━━━ RECORDS FOR PROCESSING ━━━

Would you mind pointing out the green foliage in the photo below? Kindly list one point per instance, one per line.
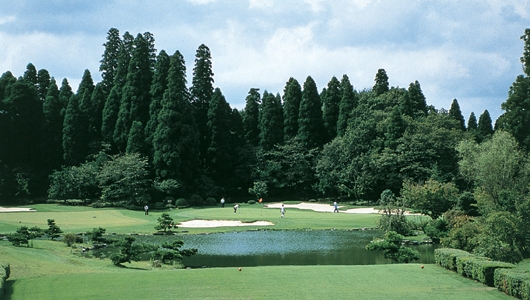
(171, 251)
(53, 230)
(432, 198)
(165, 221)
(128, 251)
(70, 238)
(393, 248)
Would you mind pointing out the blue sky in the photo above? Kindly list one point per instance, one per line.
(468, 50)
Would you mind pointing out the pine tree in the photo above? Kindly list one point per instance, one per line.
(43, 79)
(270, 122)
(219, 160)
(176, 140)
(310, 122)
(74, 134)
(109, 62)
(251, 117)
(53, 126)
(135, 98)
(381, 82)
(456, 114)
(158, 88)
(292, 96)
(347, 104)
(201, 93)
(485, 128)
(331, 107)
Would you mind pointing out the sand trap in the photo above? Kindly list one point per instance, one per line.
(220, 223)
(329, 208)
(15, 209)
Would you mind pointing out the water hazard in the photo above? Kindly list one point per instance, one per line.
(270, 248)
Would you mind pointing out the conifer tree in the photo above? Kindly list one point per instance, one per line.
(270, 122)
(74, 134)
(109, 62)
(53, 126)
(219, 160)
(176, 140)
(201, 93)
(158, 88)
(43, 79)
(292, 96)
(135, 98)
(251, 117)
(381, 82)
(310, 122)
(485, 128)
(456, 114)
(347, 104)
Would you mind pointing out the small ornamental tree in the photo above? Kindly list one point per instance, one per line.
(53, 230)
(171, 251)
(128, 251)
(164, 222)
(393, 249)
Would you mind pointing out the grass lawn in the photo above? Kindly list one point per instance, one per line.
(82, 219)
(48, 270)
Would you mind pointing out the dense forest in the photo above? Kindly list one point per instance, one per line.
(143, 133)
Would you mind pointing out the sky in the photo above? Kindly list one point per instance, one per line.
(464, 50)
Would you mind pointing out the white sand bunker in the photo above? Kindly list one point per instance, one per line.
(15, 209)
(220, 223)
(329, 208)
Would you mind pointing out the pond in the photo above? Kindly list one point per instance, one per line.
(271, 248)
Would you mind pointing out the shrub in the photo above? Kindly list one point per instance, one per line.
(69, 239)
(513, 282)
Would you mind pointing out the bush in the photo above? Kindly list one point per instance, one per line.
(69, 239)
(196, 200)
(513, 282)
(5, 271)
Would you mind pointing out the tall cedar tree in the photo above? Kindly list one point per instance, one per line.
(381, 82)
(417, 99)
(456, 114)
(270, 122)
(251, 117)
(331, 106)
(158, 88)
(109, 62)
(485, 129)
(219, 160)
(53, 126)
(201, 94)
(348, 103)
(176, 139)
(135, 98)
(310, 122)
(472, 124)
(44, 80)
(292, 96)
(74, 134)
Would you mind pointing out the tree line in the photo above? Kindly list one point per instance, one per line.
(142, 133)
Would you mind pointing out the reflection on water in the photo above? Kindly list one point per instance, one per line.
(267, 248)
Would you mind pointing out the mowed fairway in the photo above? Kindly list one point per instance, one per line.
(282, 282)
(82, 219)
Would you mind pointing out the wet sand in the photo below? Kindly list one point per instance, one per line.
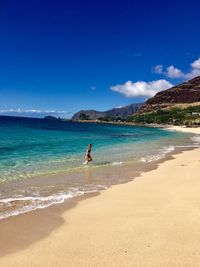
(151, 221)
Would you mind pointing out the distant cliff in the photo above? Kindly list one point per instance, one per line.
(122, 112)
(185, 93)
(179, 105)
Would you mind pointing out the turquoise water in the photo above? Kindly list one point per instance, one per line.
(32, 148)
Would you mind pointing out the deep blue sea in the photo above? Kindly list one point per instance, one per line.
(36, 153)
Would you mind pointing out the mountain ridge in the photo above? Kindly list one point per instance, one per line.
(121, 112)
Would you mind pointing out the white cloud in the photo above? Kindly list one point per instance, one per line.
(158, 69)
(173, 72)
(196, 64)
(141, 88)
(34, 113)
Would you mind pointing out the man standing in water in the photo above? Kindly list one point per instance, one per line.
(88, 157)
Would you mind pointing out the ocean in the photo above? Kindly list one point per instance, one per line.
(41, 160)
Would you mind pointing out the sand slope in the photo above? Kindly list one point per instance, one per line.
(152, 221)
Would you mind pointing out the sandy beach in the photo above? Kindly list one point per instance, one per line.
(152, 221)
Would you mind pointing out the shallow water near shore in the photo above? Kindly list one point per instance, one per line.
(41, 160)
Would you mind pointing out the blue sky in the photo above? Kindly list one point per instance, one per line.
(71, 55)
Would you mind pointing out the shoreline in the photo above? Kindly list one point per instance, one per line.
(62, 220)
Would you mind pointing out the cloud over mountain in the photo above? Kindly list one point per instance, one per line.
(173, 72)
(141, 89)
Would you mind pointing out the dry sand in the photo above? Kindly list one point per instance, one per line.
(152, 221)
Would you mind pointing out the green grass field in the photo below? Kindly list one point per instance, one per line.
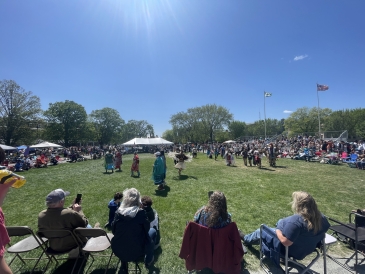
(254, 196)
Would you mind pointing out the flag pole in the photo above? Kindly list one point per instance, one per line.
(319, 119)
(265, 113)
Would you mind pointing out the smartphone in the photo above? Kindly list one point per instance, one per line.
(78, 198)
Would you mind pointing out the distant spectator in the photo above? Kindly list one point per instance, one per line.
(113, 206)
(153, 218)
(215, 214)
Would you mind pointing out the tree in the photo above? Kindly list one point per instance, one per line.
(17, 109)
(184, 125)
(305, 120)
(136, 128)
(108, 125)
(213, 118)
(200, 123)
(168, 135)
(236, 129)
(65, 121)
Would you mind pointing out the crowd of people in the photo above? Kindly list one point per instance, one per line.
(135, 223)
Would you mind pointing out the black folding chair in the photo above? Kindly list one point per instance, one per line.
(352, 233)
(54, 234)
(28, 243)
(271, 247)
(98, 241)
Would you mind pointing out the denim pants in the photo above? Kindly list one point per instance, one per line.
(150, 245)
(254, 237)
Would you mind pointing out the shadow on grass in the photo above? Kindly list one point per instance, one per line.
(162, 193)
(183, 177)
(266, 169)
(67, 266)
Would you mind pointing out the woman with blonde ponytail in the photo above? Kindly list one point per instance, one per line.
(301, 231)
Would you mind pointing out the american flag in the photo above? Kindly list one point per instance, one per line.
(322, 87)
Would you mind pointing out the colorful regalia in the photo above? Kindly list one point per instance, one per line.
(109, 162)
(158, 170)
(135, 164)
(118, 160)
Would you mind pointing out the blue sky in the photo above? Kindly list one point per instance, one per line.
(150, 59)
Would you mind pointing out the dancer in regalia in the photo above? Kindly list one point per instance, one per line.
(135, 165)
(118, 160)
(109, 161)
(158, 171)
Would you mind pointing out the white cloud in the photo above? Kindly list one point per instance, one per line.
(300, 57)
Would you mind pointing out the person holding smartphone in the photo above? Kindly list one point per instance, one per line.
(214, 214)
(58, 217)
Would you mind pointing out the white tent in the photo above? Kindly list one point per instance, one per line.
(45, 144)
(5, 147)
(229, 142)
(148, 141)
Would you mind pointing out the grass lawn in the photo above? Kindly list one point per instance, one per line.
(254, 196)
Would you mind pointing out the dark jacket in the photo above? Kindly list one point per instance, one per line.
(130, 229)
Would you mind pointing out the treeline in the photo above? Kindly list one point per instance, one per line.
(199, 125)
(22, 121)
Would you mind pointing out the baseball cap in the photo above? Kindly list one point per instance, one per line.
(56, 195)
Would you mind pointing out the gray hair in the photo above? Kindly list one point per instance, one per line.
(51, 204)
(131, 197)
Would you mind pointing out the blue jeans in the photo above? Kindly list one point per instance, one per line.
(150, 245)
(254, 237)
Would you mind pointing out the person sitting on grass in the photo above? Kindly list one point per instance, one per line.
(153, 218)
(133, 236)
(215, 214)
(113, 206)
(301, 231)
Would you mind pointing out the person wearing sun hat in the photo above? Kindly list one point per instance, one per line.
(58, 217)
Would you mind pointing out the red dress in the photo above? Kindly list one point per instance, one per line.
(135, 164)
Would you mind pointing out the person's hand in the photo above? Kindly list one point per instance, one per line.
(4, 188)
(76, 207)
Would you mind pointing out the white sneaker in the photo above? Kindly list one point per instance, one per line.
(74, 253)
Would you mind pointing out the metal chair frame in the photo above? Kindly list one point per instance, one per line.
(51, 234)
(98, 241)
(287, 259)
(25, 245)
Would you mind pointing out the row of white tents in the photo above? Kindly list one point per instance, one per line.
(135, 141)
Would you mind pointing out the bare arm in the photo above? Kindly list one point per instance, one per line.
(285, 241)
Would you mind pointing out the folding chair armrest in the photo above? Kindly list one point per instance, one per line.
(340, 223)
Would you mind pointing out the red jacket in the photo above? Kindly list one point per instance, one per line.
(218, 249)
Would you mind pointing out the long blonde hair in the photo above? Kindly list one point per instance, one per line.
(304, 205)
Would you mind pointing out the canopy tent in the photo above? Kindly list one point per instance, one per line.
(45, 144)
(5, 147)
(22, 147)
(148, 141)
(229, 142)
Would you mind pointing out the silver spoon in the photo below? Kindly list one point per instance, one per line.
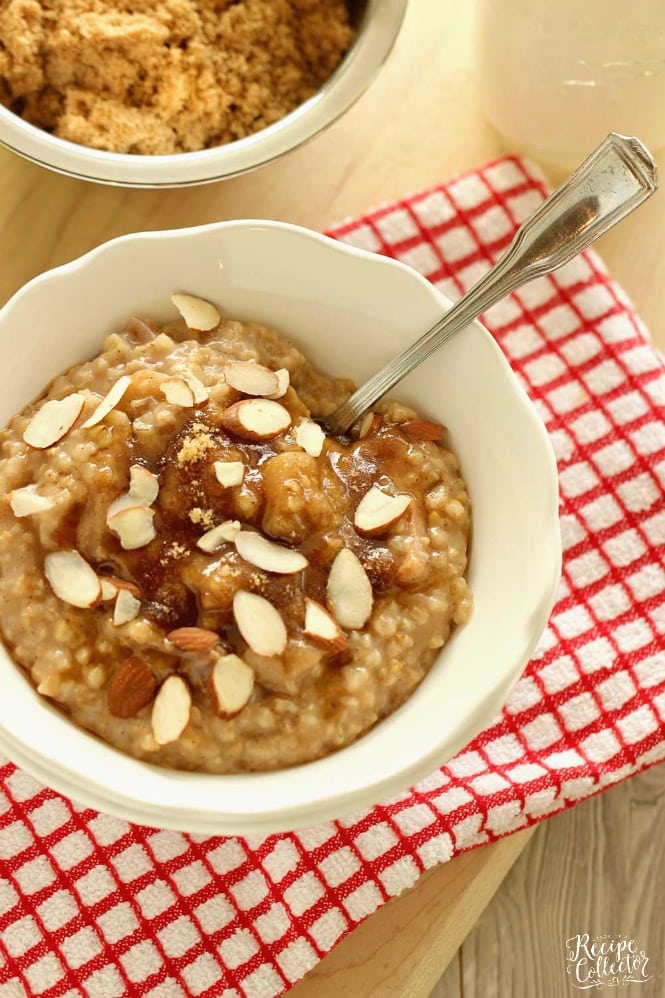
(614, 180)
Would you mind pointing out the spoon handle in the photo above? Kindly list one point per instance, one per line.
(614, 180)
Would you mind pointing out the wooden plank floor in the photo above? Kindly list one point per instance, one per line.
(595, 869)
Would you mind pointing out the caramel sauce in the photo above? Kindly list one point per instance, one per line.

━━━

■ TASK REQUIREMENTS: Print the lines from the one that contains "Would you mind pointing out the bare" through the last line of the data, exactly and in full, and no other lines. Pictures are not part of the copy.

■ RESULT OF THE TASK:
Would you mind pointing out the bare arm in the photo above? Kindly list one point per instance, one per line.
(285, 241)
Would you mind pointing out the folding chair armrest in the photo above? Kindly list one point per instance, one per line.
(340, 223)
Would you mind pointing out the red jacket in the photo above? Kindly list one point per instance, one per line.
(218, 249)
Would you mind pointing out the long blonde hair in the photo above? Kindly list one point per instance, one per line.
(304, 205)
Would you mind pointing out the canopy tent in the photo above? Kindly list one point per instance, one per line.
(45, 144)
(5, 147)
(22, 147)
(148, 141)
(229, 142)
Would you mind pointing out the silver spoon in the photo below? Kindly list one point per instance, one per line.
(614, 180)
Would you mind pointing out the spoon handle in the photo above? Kindly list one point per instance, one per line.
(614, 180)
Would you mind pointing out the wooden plank floor in the photo above? Kindly list one point per instance, one per line.
(595, 869)
Would you mind pointing out the caramel sauce in the photo above? Kindly list one point per instance, one per line.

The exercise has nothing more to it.